[Entries taken from a collection]
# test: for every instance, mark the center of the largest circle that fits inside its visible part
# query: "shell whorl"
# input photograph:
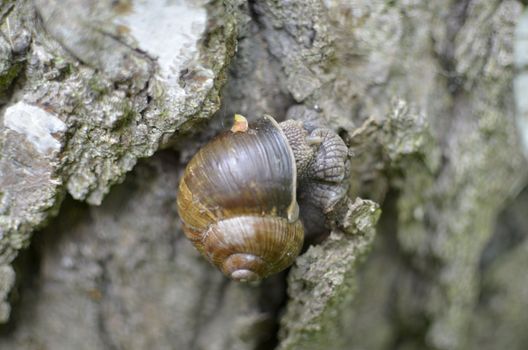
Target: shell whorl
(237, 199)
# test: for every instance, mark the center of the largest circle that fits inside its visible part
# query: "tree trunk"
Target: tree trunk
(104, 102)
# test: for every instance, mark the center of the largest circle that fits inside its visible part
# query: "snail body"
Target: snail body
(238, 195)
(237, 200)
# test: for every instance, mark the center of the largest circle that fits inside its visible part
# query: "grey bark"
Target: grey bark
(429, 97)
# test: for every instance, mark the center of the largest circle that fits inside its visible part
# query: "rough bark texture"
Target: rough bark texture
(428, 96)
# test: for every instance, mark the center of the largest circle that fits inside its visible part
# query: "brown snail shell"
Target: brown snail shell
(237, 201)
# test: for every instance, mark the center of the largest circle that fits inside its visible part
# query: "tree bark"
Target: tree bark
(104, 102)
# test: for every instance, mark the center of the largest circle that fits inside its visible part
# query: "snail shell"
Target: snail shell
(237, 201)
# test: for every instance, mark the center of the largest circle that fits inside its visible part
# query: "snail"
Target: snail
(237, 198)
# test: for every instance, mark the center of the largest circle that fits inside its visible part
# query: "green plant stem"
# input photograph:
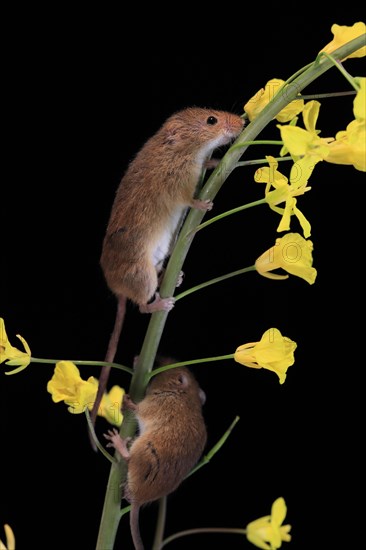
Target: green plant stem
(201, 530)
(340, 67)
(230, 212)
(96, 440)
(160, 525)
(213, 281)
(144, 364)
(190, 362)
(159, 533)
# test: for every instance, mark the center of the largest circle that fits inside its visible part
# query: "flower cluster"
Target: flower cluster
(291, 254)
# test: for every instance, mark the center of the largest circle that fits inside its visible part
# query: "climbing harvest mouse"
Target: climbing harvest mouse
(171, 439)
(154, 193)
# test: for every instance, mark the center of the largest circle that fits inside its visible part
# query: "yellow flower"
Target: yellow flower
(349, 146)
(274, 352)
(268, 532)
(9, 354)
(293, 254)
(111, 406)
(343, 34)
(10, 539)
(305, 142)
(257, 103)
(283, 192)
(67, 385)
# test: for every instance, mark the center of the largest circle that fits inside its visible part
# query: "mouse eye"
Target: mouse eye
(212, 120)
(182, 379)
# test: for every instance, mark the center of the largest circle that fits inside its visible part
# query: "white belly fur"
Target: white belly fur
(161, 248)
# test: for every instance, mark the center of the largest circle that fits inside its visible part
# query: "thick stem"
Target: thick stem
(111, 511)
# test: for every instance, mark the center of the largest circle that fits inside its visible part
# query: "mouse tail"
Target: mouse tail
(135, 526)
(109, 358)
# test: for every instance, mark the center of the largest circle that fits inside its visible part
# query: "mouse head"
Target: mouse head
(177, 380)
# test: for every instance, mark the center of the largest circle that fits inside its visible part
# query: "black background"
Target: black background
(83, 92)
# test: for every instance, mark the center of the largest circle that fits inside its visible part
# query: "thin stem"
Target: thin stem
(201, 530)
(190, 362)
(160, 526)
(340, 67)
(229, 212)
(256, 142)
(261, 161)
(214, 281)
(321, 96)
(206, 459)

§ **What to produce**:
Give the data again exactly as written, with all pictures left out.

§ **Response**:
# test: for every instance, mark the center of the largest circle that fits inside its visible part
# query: "shell whorl"
# input photograph:
Target: shell whorl
(237, 199)
# test: for every instance, mark the center of the largest circle that fits inside its visible part
# query: "tree trunk"
Target: tree trunk
(104, 102)
# test: for every instance, mark the center of the largest circle that fits inside its visible part
# query: "snail body"
Target: snail body
(238, 195)
(237, 200)
# test: for every instance, mark the center of the largest circle that fits inside its visible part
# query: "grey bark"
Target: grey bark
(429, 97)
# test: for every instance, mark the center of the largest circle that fits inside its visible part
# query: "rough bark texture"
Target: rough bark texture
(428, 96)
# test: for every instance, mark the center of the largest circle that fits inside its visible part
# query: "brown snail shell"
Target: brown snail shell
(237, 201)
# test: for every instance, mark the center of the largest circle that fits inside its visible part
# query: "tree bark"
Target: tree bark
(104, 102)
# test: for every instance, mark the center of the largest circle that fits inside its visible part
# query: "snail shell"
Target: snail shell
(237, 201)
# test: for every instance, mark the center of the largest circle that fits inside its visible part
# query: "snail"
Target: snail
(237, 198)
# test: for every instance, mark the center of the largest circle that fits inside its visible part
# query: "green plant stem"
# input photograph:
Target: green plant stem
(201, 530)
(340, 67)
(230, 212)
(96, 440)
(160, 525)
(213, 281)
(144, 364)
(190, 362)
(159, 533)
# test: for every instance, mark the center of the largest circle that fits inside its visible part
# query: "flower cluster"
Target: flower cluster
(291, 254)
# test: for every instance, mark the center of the largest circle that fits inside its visible part
# query: "climbing harvest mouse"
Target: climbing harvest mouse
(171, 439)
(154, 193)
# test: for every instance, mark the center of the largest circle that fits inside its visible part
# query: "yellow flower"
Target: yellow flower
(349, 146)
(274, 352)
(268, 532)
(9, 354)
(293, 254)
(111, 406)
(343, 34)
(10, 539)
(305, 142)
(257, 103)
(283, 192)
(67, 385)
# test: for every instance, mark the center of the largest circle that fits inside its visible part
# query: "mouse eye"
Target: mouse eye
(212, 120)
(182, 379)
# test: for every instance, mark the center of the largest circle that fits inside its visible part
# query: "white belly fur"
Target: white belly fur
(161, 248)
# test: for every instance, mark the center of the largest circle that fits inside its visible part
# query: "thick stem"
Target: thick stem
(111, 511)
# test: for every instance, mark the center of the largest circle that fits inside its visible part
# query: "mouse tail"
Target: mouse tail
(135, 526)
(109, 358)
# test: for every instance, mark the center of the largest circle that fits inside its visible part
# query: "mouse head"
Target: mouse head
(177, 380)
# test: for every instance, mark the center of the largest circle that fits inside its visible part
# query: "black background"
Target: black background
(83, 92)
# test: for every instance, mark the center of the largest circle that fits inside its visible part
# query: "thin stem"
Target: thin stem
(201, 530)
(190, 362)
(160, 526)
(340, 67)
(229, 212)
(256, 142)
(261, 161)
(214, 281)
(321, 96)
(206, 459)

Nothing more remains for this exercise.